• **Page text**
====================

# Guess which arrow hole punched the trigger?



## xavier102772 (Sep 2, 2010)

29 arrows with nice back tension and mostly surprise releases and one ridiculous rushed shot with a punched release. Still working on my back tension technique. Up until last week I was a command release shooter. Started shooting with back tension and a surprise release last week and my target groups have shrunk in size by a ton and I no longer hold low on the target. Used to have at least 5 or 6 flyers outside of the 10. 1 ridiculous flyer today. Huge improvement. Tomorrow there will be no flyers.


----------



## SonnyThomas (Sep 10, 2006)

I hate that when that happens! 

Regardless, nice shooting....


----------



## jvan97 (Dec 7, 2010)

Nice shooting. Metal game is so huge in this sport


----------



## unclejane (Jul 22, 2012)

At least you still hit the target. I'm lucky to do that even when my shot does go off right. I can pull arrows out of wood and drywall better than any other archer out there, tho.... 

LS


----------



## Suock (Jul 10, 2012)

unclejane said:


> At least you still hit the target. I'm lucky to do that even when my shot does go off right. I can pull arrows out of wood and drywall better than any other archer out there, tho....
> 
> LS


This site really needs a like button. Love this post.


----------



## xavier102772 (Sep 2, 2010)

Yeah, shootin back tension and surprise release sure works well. Can't believe I held off so long to do it. Anyway, after that flyer, there is usually only one thing to say.....!#$&.


----------



## Sasquech (Dec 15, 2014)

Nope stop figure out exactly what you did and shoot another 100 arrows with out doing that


----------



## Bucks (Jul 27, 2005)

Suock said:


> This site really needs a like button. Love this post.


Like


----------



## Rick! (Aug 10, 2008)

What distance?


----------



## unclejane (Jul 22, 2012)

Suock said:


> This site really needs a like button. Love this post.


... sorry couldn't resist. I should also mention I know how to "punch" a hinge too. You can make the SOB go off with a good heave, so I can do it and I can prove it LOL... so good that you're only doing that once in a while 

LS


----------



## bseltzer (Nov 20, 2014)

:embara:


unclejane said:


> ... sorry couldn't resist. I should also mention I know how to "punch" a hinge too. You can make the SOB go off with a good heave, so I can do it and I can prove it LOL... so good that you're only doing that once in a while
> 
> LS


Punch a release.... ? Man, I am the Sugar Ray Leonard of releases. Index trigger, thumb button, BT hinge, there's not a one of 'em I haven't punched with authority :embara: The one thing I can say in my defense is I haven't punched myself... not yet, anyway.


----------



## WhitBri (Jan 30, 2007)

Focus on the 29 done right forget the one it doesn't matter


----------



## jbeasleyshoot (Jan 29, 2008)

Hey im right with ya shot 7 ends of perfect the other night then shot a zero out the top due to a yankapottamus. I always throw at least one and what sucks is that I know its in my head. I don't get real tired, its just a lapse in concentration. Indoor is such great practice for 3d for me but so frustrating at the same time. So I feel your pain


----------



## xavier102772 (Sep 2, 2010)

====================

• **Tasks to perform**
1. Decide whether each statement below agrees with the archery forum thread. For each, answer yes or no and quote the deciding words from the thread.
(a) The original poster shot 29 arrows with nice back tension and mostly surprise releases.
(b) The original poster began shooting with back tension a year earlier.
(c) WhitBri advises focusing on the one bad shot.
2. Show each line of the listing below that contains the string "cabinet". Case counts.

====================

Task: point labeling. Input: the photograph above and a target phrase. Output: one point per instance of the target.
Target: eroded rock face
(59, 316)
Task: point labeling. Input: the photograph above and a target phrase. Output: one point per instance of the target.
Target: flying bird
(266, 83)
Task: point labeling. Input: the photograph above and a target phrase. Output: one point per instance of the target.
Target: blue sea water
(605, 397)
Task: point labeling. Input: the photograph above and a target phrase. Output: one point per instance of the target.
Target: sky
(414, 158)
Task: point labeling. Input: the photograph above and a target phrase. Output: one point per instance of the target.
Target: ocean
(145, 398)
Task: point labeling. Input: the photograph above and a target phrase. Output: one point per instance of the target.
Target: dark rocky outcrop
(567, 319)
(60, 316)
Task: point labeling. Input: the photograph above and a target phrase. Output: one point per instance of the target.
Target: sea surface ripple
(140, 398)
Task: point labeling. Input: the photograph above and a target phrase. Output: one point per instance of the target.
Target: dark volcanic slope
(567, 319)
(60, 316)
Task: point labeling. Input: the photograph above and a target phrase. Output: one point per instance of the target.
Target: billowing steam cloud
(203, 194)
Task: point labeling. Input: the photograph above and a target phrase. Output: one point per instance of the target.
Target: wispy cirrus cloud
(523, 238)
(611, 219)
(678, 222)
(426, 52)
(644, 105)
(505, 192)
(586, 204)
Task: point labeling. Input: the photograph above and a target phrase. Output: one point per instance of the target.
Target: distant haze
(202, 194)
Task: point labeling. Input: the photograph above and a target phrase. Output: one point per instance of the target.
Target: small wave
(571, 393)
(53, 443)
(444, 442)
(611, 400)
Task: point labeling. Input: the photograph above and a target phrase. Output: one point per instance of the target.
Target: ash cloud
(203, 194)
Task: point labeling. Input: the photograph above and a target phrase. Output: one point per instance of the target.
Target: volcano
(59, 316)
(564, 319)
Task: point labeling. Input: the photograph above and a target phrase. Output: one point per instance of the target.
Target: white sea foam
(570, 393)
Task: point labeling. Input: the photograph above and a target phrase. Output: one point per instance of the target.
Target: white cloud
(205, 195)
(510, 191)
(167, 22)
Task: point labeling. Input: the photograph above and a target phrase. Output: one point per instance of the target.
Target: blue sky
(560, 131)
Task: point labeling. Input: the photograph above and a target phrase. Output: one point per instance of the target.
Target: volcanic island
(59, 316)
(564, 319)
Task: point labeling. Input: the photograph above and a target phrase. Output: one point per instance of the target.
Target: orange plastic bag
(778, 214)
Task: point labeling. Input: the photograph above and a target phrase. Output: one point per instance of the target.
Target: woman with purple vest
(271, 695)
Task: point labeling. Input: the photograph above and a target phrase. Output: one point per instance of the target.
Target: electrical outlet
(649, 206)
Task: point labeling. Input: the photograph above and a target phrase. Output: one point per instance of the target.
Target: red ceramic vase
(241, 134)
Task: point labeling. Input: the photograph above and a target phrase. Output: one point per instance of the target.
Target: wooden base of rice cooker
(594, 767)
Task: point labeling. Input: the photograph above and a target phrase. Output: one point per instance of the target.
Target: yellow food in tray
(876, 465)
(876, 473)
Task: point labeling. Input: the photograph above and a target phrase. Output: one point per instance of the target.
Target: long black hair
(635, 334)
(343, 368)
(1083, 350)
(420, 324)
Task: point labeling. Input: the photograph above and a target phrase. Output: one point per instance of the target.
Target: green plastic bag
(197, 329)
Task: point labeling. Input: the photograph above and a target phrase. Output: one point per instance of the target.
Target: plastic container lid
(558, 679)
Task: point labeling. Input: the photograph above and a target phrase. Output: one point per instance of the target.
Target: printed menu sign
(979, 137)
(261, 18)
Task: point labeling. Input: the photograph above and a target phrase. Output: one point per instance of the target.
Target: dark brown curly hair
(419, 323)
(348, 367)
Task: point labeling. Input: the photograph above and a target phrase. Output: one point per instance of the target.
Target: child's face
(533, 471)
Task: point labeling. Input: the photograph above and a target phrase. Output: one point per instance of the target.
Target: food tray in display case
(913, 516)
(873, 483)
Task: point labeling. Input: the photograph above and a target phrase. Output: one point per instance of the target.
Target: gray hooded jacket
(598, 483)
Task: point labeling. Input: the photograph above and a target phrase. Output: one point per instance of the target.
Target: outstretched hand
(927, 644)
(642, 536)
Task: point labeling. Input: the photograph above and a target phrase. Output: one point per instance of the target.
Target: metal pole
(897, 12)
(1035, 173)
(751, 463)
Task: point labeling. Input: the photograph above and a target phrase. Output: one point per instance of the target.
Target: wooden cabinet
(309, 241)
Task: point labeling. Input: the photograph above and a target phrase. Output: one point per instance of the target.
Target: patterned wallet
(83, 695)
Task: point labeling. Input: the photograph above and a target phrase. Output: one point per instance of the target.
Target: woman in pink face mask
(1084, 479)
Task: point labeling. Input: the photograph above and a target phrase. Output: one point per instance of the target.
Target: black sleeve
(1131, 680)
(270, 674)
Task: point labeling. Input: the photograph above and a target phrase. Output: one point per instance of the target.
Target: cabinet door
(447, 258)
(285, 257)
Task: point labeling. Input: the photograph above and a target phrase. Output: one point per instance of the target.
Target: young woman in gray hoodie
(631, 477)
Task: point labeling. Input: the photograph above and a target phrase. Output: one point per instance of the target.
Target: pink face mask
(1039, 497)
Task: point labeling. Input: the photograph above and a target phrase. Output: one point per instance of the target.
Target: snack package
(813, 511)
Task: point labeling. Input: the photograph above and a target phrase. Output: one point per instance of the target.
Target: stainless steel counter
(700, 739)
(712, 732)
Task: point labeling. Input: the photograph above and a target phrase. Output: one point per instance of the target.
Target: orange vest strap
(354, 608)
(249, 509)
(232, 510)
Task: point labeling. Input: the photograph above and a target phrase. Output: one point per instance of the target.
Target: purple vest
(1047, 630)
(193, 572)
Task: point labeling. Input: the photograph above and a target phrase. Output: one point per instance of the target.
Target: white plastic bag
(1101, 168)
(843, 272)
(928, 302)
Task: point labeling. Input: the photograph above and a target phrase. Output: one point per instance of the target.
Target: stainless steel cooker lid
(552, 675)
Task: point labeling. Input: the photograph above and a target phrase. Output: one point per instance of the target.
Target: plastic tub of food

====================

• **Task-by-task solutions**
1.
(a) Yes: "29 arrows with nice back tension and mostly surprise releases"
(b) No: "Started shooting with back tension and a surprise release last week"
(c) No: "Focus on the 29 done right forget the one it doesn't matter"

2.
Target: wooden cabinet
Target: cabinet door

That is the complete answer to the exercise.